• Instructions for the task
What you give back must match the data exactly, minus the pictures.

Referring expression grounding data

-------------------------

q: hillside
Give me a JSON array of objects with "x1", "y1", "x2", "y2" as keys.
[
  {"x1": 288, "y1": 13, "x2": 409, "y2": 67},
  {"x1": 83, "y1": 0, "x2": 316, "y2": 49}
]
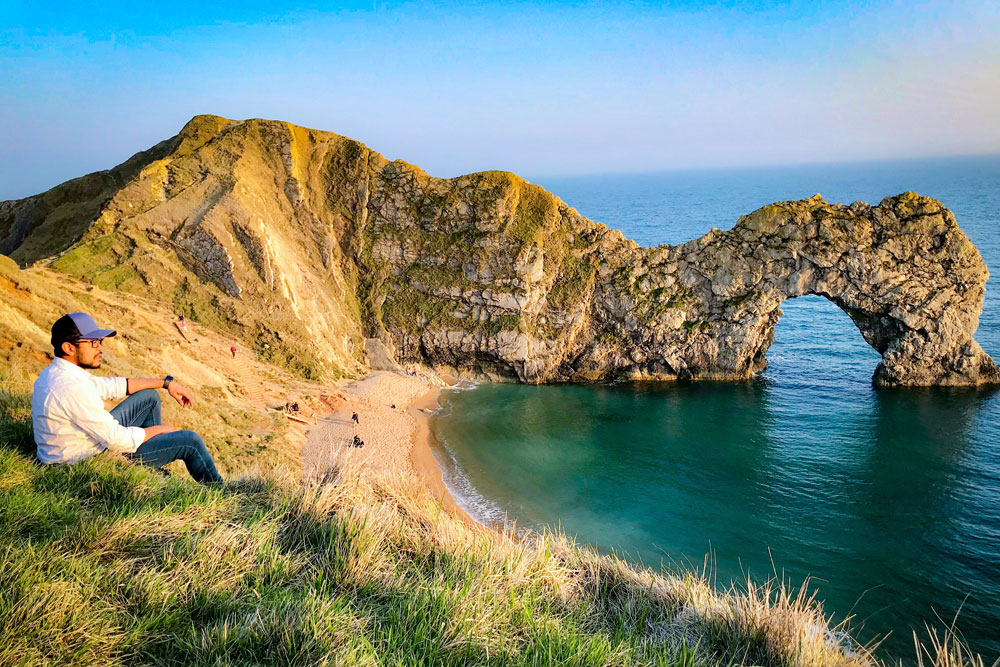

-------------------------

• Response below
q: hillside
Give me a JSON array of objects with "x1", "y1", "x2", "y2" as keys.
[
  {"x1": 288, "y1": 13, "x2": 409, "y2": 67},
  {"x1": 83, "y1": 0, "x2": 316, "y2": 49}
]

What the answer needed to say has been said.